Exercise aim: Reproduce the listing below verbatim, starting with its first line and continuing through the line containing "xmin=49 ymin=83 xmax=323 ymax=400", with both of those lines included. Leave the pictures out of your answer.

Data for this exercise:
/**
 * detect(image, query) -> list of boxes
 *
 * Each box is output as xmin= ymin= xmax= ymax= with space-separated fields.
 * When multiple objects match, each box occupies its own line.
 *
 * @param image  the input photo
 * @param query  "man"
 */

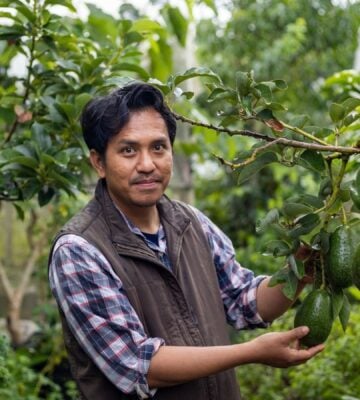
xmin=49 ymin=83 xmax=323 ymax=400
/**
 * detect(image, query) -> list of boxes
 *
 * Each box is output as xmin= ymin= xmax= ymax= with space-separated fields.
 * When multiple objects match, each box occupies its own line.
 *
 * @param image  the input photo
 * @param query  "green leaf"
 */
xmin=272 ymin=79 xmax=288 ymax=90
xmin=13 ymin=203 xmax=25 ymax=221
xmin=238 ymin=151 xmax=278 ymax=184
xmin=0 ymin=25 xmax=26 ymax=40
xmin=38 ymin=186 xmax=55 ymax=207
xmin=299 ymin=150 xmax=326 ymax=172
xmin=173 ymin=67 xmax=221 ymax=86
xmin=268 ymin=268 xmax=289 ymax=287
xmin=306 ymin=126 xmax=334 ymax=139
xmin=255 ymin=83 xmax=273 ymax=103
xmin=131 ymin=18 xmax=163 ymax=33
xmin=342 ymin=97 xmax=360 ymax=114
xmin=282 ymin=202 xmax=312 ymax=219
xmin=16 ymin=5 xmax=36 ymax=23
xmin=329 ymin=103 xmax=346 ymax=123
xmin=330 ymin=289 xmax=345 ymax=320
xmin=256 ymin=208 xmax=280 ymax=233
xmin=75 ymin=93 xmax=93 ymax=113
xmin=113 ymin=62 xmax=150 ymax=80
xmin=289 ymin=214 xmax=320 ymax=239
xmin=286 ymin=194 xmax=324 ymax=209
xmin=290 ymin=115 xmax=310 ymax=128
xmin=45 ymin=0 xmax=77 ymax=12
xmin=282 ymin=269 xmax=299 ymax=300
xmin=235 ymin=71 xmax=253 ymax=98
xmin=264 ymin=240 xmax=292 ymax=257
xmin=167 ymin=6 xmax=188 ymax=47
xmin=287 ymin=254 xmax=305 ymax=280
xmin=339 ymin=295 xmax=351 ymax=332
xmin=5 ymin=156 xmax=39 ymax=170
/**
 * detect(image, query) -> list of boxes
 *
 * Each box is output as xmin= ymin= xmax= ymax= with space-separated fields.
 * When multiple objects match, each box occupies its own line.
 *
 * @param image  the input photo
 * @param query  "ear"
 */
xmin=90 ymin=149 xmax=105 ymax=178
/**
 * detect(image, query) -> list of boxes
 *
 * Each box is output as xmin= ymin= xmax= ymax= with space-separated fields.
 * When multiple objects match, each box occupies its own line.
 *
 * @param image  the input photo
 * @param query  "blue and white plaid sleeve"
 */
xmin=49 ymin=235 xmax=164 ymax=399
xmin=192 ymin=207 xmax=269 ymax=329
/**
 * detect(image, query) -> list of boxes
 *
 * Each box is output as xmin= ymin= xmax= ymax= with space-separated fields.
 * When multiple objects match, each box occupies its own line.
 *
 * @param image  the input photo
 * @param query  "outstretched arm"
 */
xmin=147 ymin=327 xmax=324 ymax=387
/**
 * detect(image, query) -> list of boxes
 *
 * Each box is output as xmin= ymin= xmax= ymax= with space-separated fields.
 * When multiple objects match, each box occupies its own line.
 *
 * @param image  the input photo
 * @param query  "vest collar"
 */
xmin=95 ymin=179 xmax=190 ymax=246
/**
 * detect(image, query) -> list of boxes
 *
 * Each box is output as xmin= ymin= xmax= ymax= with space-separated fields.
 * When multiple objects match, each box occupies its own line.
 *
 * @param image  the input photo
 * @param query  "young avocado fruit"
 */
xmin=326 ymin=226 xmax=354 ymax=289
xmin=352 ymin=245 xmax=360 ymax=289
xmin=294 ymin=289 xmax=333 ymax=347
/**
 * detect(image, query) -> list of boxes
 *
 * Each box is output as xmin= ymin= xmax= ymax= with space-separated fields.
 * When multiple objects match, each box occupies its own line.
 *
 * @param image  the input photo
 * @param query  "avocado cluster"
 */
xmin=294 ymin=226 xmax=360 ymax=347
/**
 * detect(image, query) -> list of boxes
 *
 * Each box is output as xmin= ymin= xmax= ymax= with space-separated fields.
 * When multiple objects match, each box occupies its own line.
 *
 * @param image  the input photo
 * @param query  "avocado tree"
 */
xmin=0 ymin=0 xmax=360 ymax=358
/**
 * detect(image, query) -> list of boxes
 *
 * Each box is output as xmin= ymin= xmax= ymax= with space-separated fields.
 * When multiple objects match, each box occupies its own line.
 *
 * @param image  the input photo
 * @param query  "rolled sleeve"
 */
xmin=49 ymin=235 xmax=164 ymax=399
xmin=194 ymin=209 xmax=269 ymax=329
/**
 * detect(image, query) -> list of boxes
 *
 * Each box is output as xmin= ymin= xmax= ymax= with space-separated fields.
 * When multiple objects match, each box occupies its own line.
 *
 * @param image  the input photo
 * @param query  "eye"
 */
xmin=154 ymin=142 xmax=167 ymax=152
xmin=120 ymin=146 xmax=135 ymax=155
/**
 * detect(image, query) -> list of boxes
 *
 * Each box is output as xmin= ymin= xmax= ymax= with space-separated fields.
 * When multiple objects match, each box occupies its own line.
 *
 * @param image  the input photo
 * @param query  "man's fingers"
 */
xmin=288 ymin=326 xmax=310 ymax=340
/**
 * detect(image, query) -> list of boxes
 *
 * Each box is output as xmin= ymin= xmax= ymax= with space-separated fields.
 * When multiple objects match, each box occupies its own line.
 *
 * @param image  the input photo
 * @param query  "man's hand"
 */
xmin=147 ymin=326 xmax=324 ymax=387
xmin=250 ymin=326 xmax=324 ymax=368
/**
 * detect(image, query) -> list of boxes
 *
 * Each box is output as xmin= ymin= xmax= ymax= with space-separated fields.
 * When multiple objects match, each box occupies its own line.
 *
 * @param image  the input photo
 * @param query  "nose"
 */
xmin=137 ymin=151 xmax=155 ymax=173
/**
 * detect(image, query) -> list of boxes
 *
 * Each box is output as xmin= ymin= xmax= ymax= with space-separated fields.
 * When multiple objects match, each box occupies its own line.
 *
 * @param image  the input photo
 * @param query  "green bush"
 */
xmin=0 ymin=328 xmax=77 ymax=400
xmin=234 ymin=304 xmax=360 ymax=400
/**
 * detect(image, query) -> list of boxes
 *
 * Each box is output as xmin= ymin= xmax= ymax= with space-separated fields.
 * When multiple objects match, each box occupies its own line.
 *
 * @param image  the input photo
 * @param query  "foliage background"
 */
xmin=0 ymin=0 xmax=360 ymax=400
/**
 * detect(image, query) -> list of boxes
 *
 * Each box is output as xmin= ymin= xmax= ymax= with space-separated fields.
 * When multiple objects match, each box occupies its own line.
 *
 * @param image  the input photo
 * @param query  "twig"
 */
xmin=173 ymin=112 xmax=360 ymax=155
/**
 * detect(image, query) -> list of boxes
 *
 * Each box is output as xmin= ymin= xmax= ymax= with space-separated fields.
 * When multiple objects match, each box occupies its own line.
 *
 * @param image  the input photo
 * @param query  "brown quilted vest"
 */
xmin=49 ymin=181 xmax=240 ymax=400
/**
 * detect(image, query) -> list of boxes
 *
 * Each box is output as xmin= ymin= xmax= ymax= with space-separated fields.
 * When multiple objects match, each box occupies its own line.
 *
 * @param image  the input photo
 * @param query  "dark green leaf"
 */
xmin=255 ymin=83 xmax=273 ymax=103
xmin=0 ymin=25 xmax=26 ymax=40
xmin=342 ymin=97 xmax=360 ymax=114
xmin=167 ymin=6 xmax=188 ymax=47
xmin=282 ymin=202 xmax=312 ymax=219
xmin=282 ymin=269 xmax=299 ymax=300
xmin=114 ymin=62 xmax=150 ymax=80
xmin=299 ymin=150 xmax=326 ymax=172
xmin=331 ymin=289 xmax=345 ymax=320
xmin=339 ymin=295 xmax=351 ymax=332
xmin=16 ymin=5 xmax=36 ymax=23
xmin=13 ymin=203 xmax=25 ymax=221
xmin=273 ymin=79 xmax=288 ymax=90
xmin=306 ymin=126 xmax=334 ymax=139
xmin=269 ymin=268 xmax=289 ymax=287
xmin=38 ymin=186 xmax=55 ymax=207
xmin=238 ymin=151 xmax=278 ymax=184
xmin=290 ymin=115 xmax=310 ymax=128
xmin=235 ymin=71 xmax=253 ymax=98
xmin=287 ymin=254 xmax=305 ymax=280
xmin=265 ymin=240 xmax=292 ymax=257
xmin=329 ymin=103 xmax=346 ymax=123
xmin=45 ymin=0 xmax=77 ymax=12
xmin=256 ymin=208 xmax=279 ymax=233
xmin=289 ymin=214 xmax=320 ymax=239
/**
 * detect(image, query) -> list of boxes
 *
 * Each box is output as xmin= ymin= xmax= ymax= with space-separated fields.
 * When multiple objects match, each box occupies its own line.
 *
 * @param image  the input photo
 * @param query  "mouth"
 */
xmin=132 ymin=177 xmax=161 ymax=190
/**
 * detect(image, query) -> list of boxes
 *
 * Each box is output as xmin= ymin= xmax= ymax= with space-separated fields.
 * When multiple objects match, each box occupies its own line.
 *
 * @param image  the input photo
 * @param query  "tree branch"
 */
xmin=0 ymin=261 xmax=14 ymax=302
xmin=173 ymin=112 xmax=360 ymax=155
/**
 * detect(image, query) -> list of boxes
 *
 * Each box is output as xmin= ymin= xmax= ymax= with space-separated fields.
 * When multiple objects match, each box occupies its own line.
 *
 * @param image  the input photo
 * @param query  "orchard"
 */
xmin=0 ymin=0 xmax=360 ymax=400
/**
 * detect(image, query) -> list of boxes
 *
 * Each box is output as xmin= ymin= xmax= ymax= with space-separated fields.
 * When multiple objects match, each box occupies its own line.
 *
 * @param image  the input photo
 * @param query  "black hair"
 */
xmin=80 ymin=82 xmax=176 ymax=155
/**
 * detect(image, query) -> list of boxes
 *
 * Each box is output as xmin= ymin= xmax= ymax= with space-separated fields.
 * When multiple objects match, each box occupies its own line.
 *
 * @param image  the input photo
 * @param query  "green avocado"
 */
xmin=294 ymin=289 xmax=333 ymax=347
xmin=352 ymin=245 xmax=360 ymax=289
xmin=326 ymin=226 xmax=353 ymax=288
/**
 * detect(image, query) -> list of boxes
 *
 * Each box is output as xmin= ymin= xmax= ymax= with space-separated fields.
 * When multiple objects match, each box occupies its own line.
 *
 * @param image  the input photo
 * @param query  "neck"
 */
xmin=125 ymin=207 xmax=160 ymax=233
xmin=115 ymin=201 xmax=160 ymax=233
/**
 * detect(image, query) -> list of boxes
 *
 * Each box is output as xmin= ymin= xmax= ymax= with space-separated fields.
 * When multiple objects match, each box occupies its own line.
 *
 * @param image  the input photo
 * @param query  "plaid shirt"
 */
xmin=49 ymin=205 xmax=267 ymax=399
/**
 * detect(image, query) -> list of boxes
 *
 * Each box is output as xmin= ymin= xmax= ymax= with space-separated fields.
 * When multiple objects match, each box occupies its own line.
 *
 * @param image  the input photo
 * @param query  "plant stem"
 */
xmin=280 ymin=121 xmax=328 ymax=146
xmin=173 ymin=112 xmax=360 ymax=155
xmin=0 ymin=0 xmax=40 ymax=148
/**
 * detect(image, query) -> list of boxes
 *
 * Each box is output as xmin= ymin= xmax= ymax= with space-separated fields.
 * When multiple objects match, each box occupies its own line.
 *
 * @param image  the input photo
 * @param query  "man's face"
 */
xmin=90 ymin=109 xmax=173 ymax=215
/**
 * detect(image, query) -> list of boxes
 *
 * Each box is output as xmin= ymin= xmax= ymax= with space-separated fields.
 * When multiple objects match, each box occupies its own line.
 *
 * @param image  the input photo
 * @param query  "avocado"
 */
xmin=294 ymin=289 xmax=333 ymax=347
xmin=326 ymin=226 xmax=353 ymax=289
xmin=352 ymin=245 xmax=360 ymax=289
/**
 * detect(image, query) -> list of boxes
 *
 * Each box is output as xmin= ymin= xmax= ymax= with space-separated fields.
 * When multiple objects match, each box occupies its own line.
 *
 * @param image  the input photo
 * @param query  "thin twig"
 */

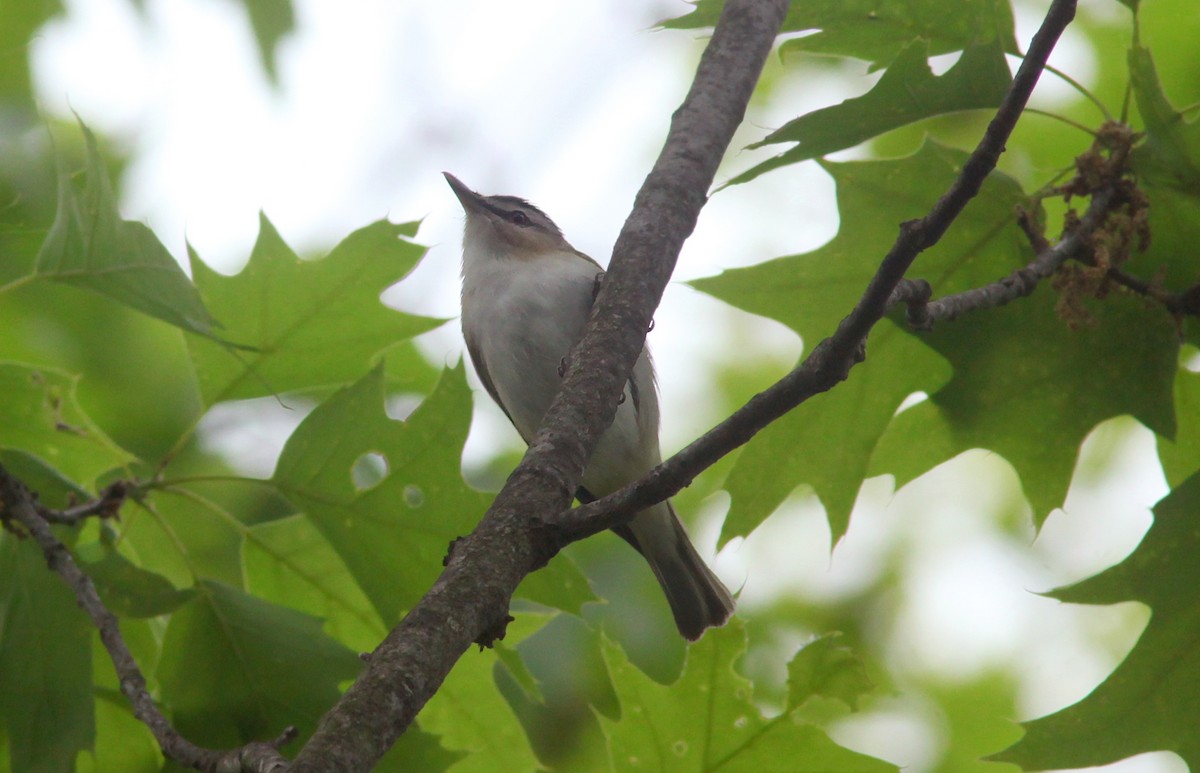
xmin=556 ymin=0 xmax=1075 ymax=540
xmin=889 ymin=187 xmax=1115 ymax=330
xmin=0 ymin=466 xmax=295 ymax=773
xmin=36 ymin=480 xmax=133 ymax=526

Result of this task:
/**
 * detect(image, query) -> list of boxes
 *
 * Each box is output as xmin= ymin= xmax= ymax= with space-separated fields.
 * When multiple objects match, each box occupies its own line.
 *
 * @param image  the input photo
 * @param query  "man"
 */

xmin=49 ymin=83 xmax=323 ymax=400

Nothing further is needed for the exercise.